What the exercise asks: Word for word, copy each record that comes after this.

Exercise data:
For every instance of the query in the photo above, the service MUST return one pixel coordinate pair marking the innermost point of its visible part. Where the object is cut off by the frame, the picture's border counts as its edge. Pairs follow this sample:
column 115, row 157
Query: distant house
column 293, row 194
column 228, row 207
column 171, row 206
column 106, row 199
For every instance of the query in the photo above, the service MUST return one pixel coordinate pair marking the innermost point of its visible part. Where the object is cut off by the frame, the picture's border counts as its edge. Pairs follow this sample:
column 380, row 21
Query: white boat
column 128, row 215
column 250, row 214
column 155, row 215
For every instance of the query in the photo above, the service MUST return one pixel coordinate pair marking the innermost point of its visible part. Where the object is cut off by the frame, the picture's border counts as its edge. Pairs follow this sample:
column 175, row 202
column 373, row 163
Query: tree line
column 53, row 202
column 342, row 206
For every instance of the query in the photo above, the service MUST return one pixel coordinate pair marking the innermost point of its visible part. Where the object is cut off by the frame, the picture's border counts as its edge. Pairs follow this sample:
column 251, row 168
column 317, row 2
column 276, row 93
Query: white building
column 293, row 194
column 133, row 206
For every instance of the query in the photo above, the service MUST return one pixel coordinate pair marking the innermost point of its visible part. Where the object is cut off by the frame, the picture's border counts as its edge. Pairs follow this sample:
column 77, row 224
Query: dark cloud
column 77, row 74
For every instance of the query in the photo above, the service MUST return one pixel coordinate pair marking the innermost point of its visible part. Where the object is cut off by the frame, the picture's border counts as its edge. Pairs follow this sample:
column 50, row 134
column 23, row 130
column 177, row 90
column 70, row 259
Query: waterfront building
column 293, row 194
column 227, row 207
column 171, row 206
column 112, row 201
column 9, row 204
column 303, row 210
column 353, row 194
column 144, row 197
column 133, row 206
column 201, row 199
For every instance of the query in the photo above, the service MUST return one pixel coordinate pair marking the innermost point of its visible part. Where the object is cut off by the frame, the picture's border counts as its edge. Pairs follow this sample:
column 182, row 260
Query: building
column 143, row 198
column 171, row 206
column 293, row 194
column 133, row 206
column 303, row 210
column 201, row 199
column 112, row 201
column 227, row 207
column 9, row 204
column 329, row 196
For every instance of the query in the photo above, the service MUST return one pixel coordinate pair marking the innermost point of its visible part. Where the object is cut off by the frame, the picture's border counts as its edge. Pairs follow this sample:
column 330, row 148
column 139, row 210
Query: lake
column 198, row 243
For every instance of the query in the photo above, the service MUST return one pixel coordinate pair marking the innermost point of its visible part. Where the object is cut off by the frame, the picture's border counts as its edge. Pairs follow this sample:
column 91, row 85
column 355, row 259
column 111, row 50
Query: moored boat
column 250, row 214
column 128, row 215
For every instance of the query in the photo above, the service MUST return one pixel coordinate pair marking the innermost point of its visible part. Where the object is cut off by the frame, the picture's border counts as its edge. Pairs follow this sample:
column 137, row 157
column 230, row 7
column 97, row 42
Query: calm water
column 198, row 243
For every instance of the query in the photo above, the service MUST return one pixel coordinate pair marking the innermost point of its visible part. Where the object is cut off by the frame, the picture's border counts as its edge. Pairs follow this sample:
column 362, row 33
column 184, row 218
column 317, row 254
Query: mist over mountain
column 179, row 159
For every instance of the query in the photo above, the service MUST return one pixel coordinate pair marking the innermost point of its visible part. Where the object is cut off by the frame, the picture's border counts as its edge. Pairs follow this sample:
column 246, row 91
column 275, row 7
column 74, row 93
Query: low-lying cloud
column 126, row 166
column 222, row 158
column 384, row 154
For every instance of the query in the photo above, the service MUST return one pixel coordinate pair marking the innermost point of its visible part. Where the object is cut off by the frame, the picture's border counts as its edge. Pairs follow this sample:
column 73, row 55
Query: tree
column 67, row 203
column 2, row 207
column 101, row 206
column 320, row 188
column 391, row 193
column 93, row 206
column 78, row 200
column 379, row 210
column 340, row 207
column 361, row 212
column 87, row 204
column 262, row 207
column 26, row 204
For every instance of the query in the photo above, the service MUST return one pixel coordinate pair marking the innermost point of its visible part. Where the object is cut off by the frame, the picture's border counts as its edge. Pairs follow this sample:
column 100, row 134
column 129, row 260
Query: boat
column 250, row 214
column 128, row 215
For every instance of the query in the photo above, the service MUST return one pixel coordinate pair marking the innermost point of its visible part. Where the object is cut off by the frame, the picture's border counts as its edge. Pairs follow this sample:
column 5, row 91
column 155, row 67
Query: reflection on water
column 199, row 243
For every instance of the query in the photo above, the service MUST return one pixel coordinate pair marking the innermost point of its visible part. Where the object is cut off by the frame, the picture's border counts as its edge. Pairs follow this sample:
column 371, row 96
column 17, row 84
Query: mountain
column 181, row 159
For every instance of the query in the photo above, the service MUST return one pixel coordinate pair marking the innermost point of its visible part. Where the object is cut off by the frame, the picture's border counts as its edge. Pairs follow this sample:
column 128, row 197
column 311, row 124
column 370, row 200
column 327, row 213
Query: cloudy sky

Completed task:
For every instance of the query in the photo above, the service MUST return one pixel coordinate pair marking the innermost point of its visible part. Where the object is cut off by the frame, the picture's border counts as its edge. Pairs follow this sample:
column 115, row 157
Query: distant house
column 293, row 194
column 228, row 207
column 171, row 206
column 106, row 199
For every instance of the query in the photo above, the service MUST return one pixel coordinate pair marking the innermost point of its visible part. Where the object is cut off by the frame, the picture's border counts as its edge. Pairs follow this sample:
column 380, row 21
Query: white boat
column 128, row 215
column 250, row 214
column 155, row 215
For every instance of the query in the photo above, the service MUST return one pixel coordinate pair marking the innermost point of its visible part. Where the object is cut off by the frame, the picture's border counts as its edge. Pairs follow this sample:
column 175, row 202
column 373, row 163
Query: tree line
column 53, row 202
column 342, row 206
For every instance of the query in the photo above, the service MUST return one pixel coordinate pair marking the innermost point of its visible part. Where the object is cut off by the frame, the picture's border counts as its edge. Pairs follow this sample:
column 251, row 168
column 317, row 2
column 276, row 93
Query: white building
column 293, row 194
column 133, row 206
For every instance of the query in the photo above, the service MUST return one pixel coordinate pair marking the innermost point of its visible part. Where the object is cut off by the frame, the picture's border counts as its edge. Pairs follow this sample:
column 77, row 224
Query: dark cloud
column 77, row 74
For every instance of the query in the photo above, the service MUST return one pixel coordinate pair marking the innermost point of its visible part. Where the object is cut off by the frame, the picture's border counts as its edge. Pairs follow this sample:
column 50, row 134
column 23, row 130
column 177, row 90
column 70, row 259
Query: waterfront building
column 293, row 194
column 227, row 207
column 171, row 206
column 112, row 201
column 9, row 204
column 303, row 210
column 353, row 194
column 144, row 197
column 133, row 206
column 201, row 199
For every instance of the query in the photo above, the service MUST return one pixel coordinate pair marking the innermost point of its visible part. Where the object is cut off by the frame, the picture's border counts as its edge. Pairs follow this sample:
column 182, row 260
Query: building
column 143, row 198
column 171, row 206
column 293, row 194
column 133, row 206
column 303, row 210
column 201, row 199
column 112, row 201
column 227, row 207
column 9, row 204
column 329, row 196
For every instance of the query in the photo above, the service MUST return one pixel coordinate pair marking the innermost point of its visible part. Where the object is cut off by the frame, the picture's border counts as its edge. Pairs follow this sample:
column 330, row 148
column 139, row 210
Query: lake
column 198, row 243
For every instance of the query in the photo above, the service MUST return one pixel coordinate pair marking the innermost point of its visible part. Where the object is cut off by the frame, the picture's border counts as its edge. Pairs follow this sample:
column 91, row 85
column 355, row 259
column 111, row 50
Query: moored boat
column 250, row 214
column 128, row 215
For every instance of the query in the photo above, the service MUST return one pixel coordinate pair marking the innermost point of its visible part. Where the object is cut off by the frame, the picture's border counts as its edge. Pairs follow this sample:
column 137, row 157
column 230, row 7
column 97, row 42
Query: calm water
column 198, row 243
For every instance of the query in the photo above, the service MUST return one pixel coordinate pair marking the innermost point of its visible part. Where the object is cut off by the frame, the picture's border counts as its edge. Pairs follow this sample:
column 362, row 33
column 184, row 218
column 317, row 254
Query: mist over mountain
column 179, row 159
For every instance of the query in the photo above, the service MUST return one pixel coordinate pair marking the innermost point of its visible part. Where the object is cut off by the frame, the picture's border counts as its edge. Pairs follow this sample:
column 246, row 91
column 275, row 7
column 74, row 93
Query: low-lying cloud
column 126, row 166
column 222, row 158
column 384, row 154
For every instance of the query in the photo above, the service MUST return one pixel coordinate pair marking the innermost point of its visible part. Where the object is cut off by the frame, the picture's border counts as its edge. Pairs follow this sample:
column 73, row 55
Query: tree
column 67, row 203
column 2, row 207
column 101, row 206
column 320, row 188
column 391, row 193
column 93, row 206
column 78, row 200
column 379, row 210
column 340, row 207
column 361, row 212
column 87, row 204
column 262, row 207
column 26, row 204
For every instance of the query in the photo above, the service MUST return one pixel coordinate pair marking the innermost point of its visible part. Where the object is cut off by the frame, the picture's border counts as its edge. Pairs follow this sample:
column 100, row 134
column 129, row 260
Query: boat
column 250, row 214
column 128, row 215
For every instance of the query in the photo above, the service MUST return one pixel coordinate pair marking the innermost point of its visible part. Where the object is cut off by the frame, the picture's border counts as its edge. Pairs follow this sample:
column 5, row 91
column 155, row 67
Query: reflection on water
column 199, row 243
For every instance of the query in the photo above, the service MUST return one pixel coordinate pair marking the innermost point of its visible part. Where the object is cut off by the frame, the picture's border counts as its edge. Pairs follow this sample:
column 371, row 96
column 17, row 84
Query: mountain
column 181, row 159
For every instance of the query in the photo above, the service MUST return one pixel coordinate pair marking the innermost point of its visible part. Where the object is cut off by the frame, the picture's border counts as its edge. Pairs follow this sample:
column 128, row 197
column 311, row 124
column 370, row 200
column 327, row 213
Query: cloudy sky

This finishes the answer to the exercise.